# Task requirements
All of the data is to be copied without a single change.

[Stored entries]
------

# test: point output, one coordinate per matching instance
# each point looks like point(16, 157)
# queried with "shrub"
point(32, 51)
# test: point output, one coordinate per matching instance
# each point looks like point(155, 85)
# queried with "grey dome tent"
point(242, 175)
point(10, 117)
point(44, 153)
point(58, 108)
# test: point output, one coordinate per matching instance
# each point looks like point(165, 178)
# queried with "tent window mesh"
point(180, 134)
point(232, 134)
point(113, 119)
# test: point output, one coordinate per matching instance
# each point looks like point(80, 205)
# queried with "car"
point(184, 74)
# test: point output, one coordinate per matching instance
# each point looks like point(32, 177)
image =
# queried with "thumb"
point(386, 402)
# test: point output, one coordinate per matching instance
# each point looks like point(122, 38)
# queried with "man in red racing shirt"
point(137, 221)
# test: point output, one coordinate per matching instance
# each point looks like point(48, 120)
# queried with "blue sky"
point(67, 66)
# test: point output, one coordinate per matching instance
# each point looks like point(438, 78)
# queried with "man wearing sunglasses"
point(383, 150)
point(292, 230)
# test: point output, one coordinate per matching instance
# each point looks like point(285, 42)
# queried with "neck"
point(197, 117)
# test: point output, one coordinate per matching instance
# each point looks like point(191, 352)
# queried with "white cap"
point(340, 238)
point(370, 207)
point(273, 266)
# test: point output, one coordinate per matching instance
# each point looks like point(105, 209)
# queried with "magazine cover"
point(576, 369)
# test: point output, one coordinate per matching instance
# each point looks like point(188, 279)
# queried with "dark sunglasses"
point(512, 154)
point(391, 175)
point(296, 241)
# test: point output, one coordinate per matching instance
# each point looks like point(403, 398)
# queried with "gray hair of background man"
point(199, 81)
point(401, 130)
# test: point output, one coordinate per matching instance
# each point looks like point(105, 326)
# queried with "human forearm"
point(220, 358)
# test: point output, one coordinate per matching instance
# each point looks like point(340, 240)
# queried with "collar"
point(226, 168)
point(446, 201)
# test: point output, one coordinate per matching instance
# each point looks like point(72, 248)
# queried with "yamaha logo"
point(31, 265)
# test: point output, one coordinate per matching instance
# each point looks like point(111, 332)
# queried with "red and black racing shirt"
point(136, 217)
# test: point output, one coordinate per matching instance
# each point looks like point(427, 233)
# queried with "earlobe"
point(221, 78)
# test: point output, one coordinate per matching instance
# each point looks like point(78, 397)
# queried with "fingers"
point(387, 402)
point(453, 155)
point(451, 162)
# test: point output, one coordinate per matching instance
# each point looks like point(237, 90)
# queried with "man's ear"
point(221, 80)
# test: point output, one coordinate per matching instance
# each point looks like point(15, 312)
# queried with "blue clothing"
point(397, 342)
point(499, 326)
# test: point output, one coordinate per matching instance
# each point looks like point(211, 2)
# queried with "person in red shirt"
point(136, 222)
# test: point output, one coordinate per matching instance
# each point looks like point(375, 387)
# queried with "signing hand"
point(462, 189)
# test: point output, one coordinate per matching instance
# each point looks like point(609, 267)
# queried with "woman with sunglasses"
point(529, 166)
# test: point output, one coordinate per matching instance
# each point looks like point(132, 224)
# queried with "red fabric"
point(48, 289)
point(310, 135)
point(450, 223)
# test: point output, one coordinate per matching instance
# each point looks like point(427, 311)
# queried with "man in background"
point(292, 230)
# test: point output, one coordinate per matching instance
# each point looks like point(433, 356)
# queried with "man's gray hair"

------

# Response area
# test: point output, one coordinate per matching instance
# each point looks like point(16, 157)
# queried with "shrub"
point(32, 51)
# test: point output, one coordinate per matching instance
# each point looks like point(155, 85)
# queried with "grey dome tent"
point(242, 175)
point(10, 117)
point(44, 153)
point(58, 108)
# test: point output, one coordinate per matching instance
# each point looks like point(165, 178)
# queried with "tent window mesh"
point(180, 134)
point(232, 134)
point(113, 119)
# test: point output, one coordinate per matching instance
# each point looks like point(80, 205)
# queried with "car"
point(184, 74)
# test: point output, one coordinate per matching instance
# each point looks like point(32, 177)
image =
# queried with "thumb"
point(386, 402)
# test: point output, one coordinate per matching instance
# each point looks like point(122, 38)
# queried with "man in red racing shirt"
point(137, 221)
# test: point output, one coordinate per matching instance
# each point looks like point(48, 120)
# queried with "blue sky"
point(67, 66)
# test: point output, one coordinate per matching instance
# each point looks like point(438, 78)
# queried with "man wearing sunglasses"
point(383, 150)
point(292, 230)
# test: point output, one coordinate per matching instance
# each point looks like point(285, 42)
# queried with "neck"
point(197, 117)
# test: point output, one coordinate per matching instance
# each point looks like point(191, 352)
# queried with "white cap"
point(340, 238)
point(370, 207)
point(273, 266)
# test: point output, one coordinate per matching instance
# each point looks like point(105, 209)
# queried with "magazine cover"
point(576, 369)
# test: point output, one coordinate per matching instance
# each point looks like point(188, 279)
# queried with "dark sunglasses"
point(512, 154)
point(391, 175)
point(296, 241)
# test: point output, one coordinate per matching instance
# each point looks like point(403, 398)
# queried with "gray hair of background man"
point(199, 81)
point(401, 130)
# test: point output, one coordinate per matching instance
# each point looks like point(105, 326)
# queried with "human forearm"
point(220, 358)
# test: point output, one coordinate per matching instance
# each point looks like point(340, 240)
# queried with "collar"
point(226, 168)
point(446, 201)
# test: point output, one coordinate per matching instance
# each point looks like point(72, 248)
# queried with "yamaha logo"
point(31, 265)
# test: point output, one coordinate per matching instance
# each point looks like point(111, 332)
# queried with "red and black racing shirt"
point(136, 217)
# test: point output, one coordinate per matching instance
# each point looks like point(427, 233)
# queried with "earlobe"
point(221, 78)
# test: point output, one coordinate per matching instance
# each point looks like point(78, 397)
# queried with "fingers"
point(387, 402)
point(453, 155)
point(451, 162)
# test: point output, one coordinate per matching instance
# each point looks like point(237, 90)
# queried with "man's ear"
point(221, 80)
# test: point output, one coordinate per matching instance
# each point looks like point(15, 312)
# queried with "blue clothing"
point(397, 342)
point(499, 326)
# test: point output, one coordinate per matching instance
# each point looks like point(211, 2)
# queried with "person in red shirt"
point(136, 222)
# test: point output, one coordinate per matching instance
# each point looks like point(375, 387)
# queried with "signing hand"
point(462, 189)
# test: point output, one coordinate per matching instance
# each point looks like point(609, 267)
# queried with "woman with sunglasses"
point(529, 166)
# test: point output, one coordinate per matching instance
# each point looks like point(132, 224)
# queried with "red fabric"
point(48, 289)
point(310, 135)
point(450, 223)
# test: point output, one coordinate per matching instance
# each point looks like point(427, 311)
# queried with "man in background"
point(292, 230)
# test: point output, one coordinate per matching instance
# each point looks like point(433, 356)
# queried with "man's gray hair"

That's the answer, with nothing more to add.